What you need to do
Emit the entire listing verbatim.
** start of Provided records **
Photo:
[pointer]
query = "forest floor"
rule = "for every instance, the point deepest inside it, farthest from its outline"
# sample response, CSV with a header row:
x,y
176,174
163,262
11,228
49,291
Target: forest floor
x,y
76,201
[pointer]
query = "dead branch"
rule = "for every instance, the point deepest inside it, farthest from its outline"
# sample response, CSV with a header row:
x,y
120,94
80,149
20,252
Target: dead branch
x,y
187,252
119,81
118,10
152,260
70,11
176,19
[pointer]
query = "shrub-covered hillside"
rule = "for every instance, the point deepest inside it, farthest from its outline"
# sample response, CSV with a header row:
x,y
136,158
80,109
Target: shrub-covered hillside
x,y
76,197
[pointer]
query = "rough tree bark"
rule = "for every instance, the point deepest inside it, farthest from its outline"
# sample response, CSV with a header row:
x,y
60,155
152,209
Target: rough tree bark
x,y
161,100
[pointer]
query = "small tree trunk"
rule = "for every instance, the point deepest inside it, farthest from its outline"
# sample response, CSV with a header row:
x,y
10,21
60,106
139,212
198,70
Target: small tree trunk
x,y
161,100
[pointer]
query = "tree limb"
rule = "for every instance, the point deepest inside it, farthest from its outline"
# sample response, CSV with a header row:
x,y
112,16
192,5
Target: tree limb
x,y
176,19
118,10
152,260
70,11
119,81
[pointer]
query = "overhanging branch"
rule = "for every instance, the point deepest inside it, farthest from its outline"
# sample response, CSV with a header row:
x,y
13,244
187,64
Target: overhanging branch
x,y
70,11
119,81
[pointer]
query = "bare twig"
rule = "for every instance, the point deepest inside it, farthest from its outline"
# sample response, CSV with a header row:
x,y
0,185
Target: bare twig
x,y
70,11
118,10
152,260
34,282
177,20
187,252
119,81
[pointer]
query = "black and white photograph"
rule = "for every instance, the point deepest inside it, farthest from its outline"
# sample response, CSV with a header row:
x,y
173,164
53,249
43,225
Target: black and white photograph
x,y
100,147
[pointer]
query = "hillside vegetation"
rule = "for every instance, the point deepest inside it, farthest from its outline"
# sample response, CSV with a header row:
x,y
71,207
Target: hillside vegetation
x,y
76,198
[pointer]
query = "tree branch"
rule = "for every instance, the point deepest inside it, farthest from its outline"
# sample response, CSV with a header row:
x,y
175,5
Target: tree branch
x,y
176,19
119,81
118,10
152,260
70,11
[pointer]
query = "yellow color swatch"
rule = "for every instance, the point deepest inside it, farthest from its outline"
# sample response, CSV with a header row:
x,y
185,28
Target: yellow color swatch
** end of Provided records **
Exercise response
Photo:
[pointer]
query = "forest floor"
rule = "for every instance, the point deepest inside it, farthest from its outline"
# sample response, CSV with a header row:
x,y
176,174
163,262
11,228
49,291
Target: forest floor
x,y
76,201
[pointer]
query = "dead branch"
rule = "for every instance, the point deepest inside it, farthest from its outline"
# sample response, CSV with a header row:
x,y
120,94
80,149
20,252
Target: dead branch
x,y
187,252
119,81
118,10
152,260
70,11
176,19
[pointer]
query = "shrub-covered hillside"
rule = "for every instance, the point deepest inside it, farthest from its outline"
# sample response, CSV with a header row:
x,y
136,158
80,109
Target: shrub-covered hillside
x,y
76,197
[pointer]
query = "rough tree bark"
rule = "for every instance, the point deepest inside it, farthest from its outline"
# sample response, CSV with a header row:
x,y
60,155
152,209
Target: rough tree bark
x,y
161,100
[pointer]
query = "small tree trunk"
rule = "for every instance, the point deepest inside it, farthest from its outline"
# sample response, CSV with a header row:
x,y
10,21
60,106
139,212
198,70
Target: small tree trunk
x,y
161,100
[pointer]
query = "tree limb"
rule = "for every instance, the point deepest inside it, farthest from its outline"
# sample response, CSV with a header row:
x,y
112,16
192,5
Target: tree limb
x,y
176,19
118,10
152,260
70,11
119,81
[pointer]
query = "overhanging branch"
rule = "for every instance, the point deepest inside it, farthest from its outline"
# sample response, CSV with a header row:
x,y
13,244
187,64
Target: overhanging branch
x,y
70,11
119,81
[pointer]
query = "bare twig"
rule = "for every instance, the point deepest inside it, farthest from its outline"
# sample response, CSV with a header row:
x,y
0,185
Target: bare twig
x,y
70,11
118,10
152,260
34,282
177,20
187,252
119,81
[pointer]
query = "black and white photograph"
rule = "for every instance, the point deepest inside it, farthest from its outline"
# sample response, CSV with a header row:
x,y
173,164
53,249
43,225
Target: black and white photograph
x,y
100,147
[pointer]
query = "hillside vegetation"
rule = "for every instance, the point deepest inside it, farthest from its outline"
# sample response, CSV with a header row:
x,y
71,207
Target: hillside vegetation
x,y
76,198
[pointer]
query = "tree branch"
rule = "for every instance, the point deepest inside it, farthest from its outline"
# sample response, CSV with a header row:
x,y
175,5
Target: tree branch
x,y
176,19
119,81
118,10
152,260
70,11
[pointer]
query = "yellow color swatch"
rule = "for every instance, the point deepest inside it, farthest from its outline"
# sample response, CSV with a header row:
x,y
185,28
Target: yellow color swatch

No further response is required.